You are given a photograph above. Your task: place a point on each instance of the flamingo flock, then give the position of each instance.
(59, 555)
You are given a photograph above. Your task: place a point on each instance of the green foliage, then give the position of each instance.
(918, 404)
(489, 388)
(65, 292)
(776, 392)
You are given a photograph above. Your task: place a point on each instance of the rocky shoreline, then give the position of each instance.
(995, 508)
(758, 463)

==============================

# [What the task requires]
Return every record in full, word for word.

# [Solution below]
You are given a photograph above. Your task: place a point on each instance of the flamingo flock, then give the position of each instance.
(59, 555)
You are given a photograph above. Your task: place a point on each instance of the green foliage, then give the position of each instance.
(918, 404)
(489, 388)
(65, 292)
(776, 392)
You are given a photograph above. Your task: place a point on each instance of the rocky shoreline, then give the position of each instance.
(995, 508)
(758, 463)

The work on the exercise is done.